### Text provided
= Podophyllotoxin hybrid molecule =

A podophyllotoxin hybrid is a molecule that obtained by combination of podophyllotoxin with other active pharmacophore that is ether designed to interact with multiple target, improve the biological properties or enhance the efficacy of target molecule. Since podophyllotoxin has an extensive pharmacological properties, this compound has been studied in term seeking for potential novel therapeutics. Molecule hybridization is a recent strategy in medicinal area to overcome the pharmacokinetic issues, toxicity, lowering side effects of drugs also reduce the potential resistance in cancer cells. Research development in podophyllotoxin hybrid is mainly focused on anti-cancer properties.

== Chemistry==
=== Structures ===

The structure of podophyllotoxin hybrid could be classified by two major categories:

1. Hybridization of podophyllotoxin fragment with another anti-cancer pharmacophore with or without linker
2. Incorporation of podophyllotoxin with other anti-cancer pharmacophore by 1,2,3-triazole group as a linker.

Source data

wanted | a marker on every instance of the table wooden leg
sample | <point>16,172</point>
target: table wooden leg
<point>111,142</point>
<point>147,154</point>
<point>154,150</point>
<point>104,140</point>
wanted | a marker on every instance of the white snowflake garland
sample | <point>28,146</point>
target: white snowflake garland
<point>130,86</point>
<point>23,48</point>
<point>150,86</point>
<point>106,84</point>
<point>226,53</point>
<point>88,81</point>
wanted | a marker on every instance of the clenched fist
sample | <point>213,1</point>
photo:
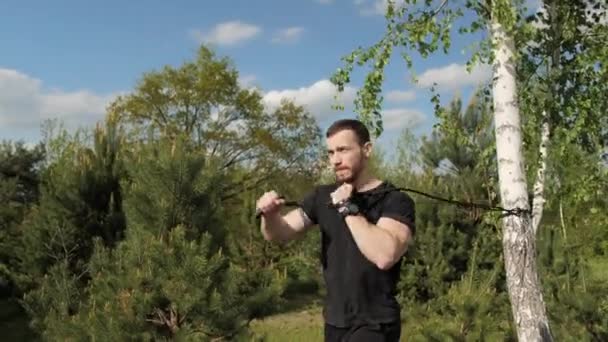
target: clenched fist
<point>269,203</point>
<point>342,193</point>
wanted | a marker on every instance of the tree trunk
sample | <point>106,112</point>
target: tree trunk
<point>519,243</point>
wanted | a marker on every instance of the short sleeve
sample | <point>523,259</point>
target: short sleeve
<point>399,206</point>
<point>309,205</point>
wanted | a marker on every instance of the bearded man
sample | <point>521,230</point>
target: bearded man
<point>366,225</point>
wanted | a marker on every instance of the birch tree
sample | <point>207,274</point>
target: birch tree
<point>516,49</point>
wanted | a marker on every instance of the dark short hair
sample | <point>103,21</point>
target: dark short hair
<point>356,126</point>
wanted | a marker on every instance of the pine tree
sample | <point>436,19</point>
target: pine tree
<point>173,277</point>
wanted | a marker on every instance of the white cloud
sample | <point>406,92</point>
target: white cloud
<point>375,7</point>
<point>454,76</point>
<point>227,33</point>
<point>400,118</point>
<point>400,96</point>
<point>246,81</point>
<point>24,103</point>
<point>288,35</point>
<point>316,98</point>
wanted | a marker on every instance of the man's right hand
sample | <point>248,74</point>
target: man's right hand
<point>269,203</point>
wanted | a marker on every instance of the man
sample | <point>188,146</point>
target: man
<point>366,225</point>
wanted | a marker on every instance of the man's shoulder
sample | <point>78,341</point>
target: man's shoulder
<point>323,188</point>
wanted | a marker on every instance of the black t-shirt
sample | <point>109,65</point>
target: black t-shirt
<point>357,290</point>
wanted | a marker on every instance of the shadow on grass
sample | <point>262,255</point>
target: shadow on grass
<point>14,322</point>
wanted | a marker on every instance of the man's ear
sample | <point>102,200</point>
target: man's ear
<point>367,149</point>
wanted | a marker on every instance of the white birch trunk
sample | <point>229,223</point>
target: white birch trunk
<point>519,243</point>
<point>539,185</point>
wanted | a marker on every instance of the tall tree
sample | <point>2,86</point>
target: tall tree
<point>203,99</point>
<point>428,28</point>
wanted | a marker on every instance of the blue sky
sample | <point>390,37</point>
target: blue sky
<point>68,59</point>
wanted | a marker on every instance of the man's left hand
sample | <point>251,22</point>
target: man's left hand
<point>342,193</point>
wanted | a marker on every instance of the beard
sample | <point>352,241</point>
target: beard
<point>350,177</point>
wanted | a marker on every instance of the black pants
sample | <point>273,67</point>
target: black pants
<point>390,332</point>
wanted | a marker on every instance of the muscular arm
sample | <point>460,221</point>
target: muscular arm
<point>383,243</point>
<point>284,228</point>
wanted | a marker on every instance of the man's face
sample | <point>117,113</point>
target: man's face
<point>346,156</point>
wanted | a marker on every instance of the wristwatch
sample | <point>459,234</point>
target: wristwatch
<point>348,208</point>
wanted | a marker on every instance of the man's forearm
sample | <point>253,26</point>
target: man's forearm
<point>376,244</point>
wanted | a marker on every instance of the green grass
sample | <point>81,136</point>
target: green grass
<point>305,326</point>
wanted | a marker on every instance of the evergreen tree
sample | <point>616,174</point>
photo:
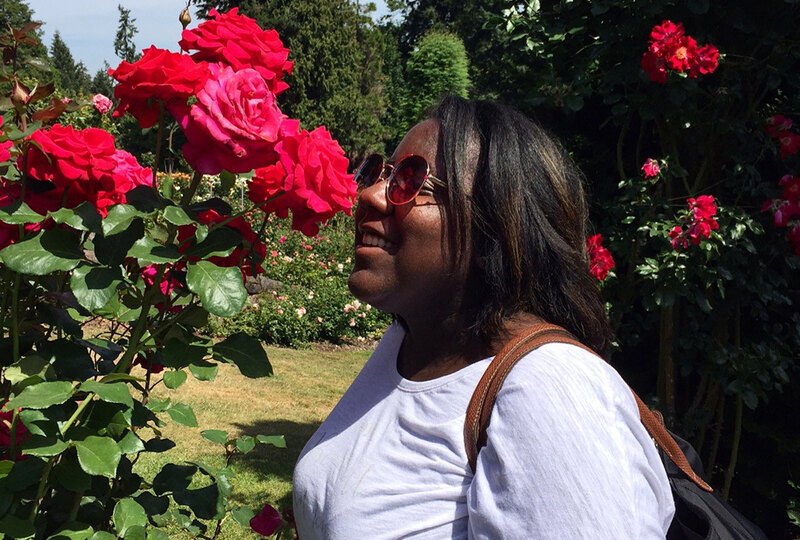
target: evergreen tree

### What you have to do
According to the podophyllotoxin hybrid text, what properties is research on these hybrids mainly focused on? The items have no role in this.

### Completed exercise
Anti-cancer properties.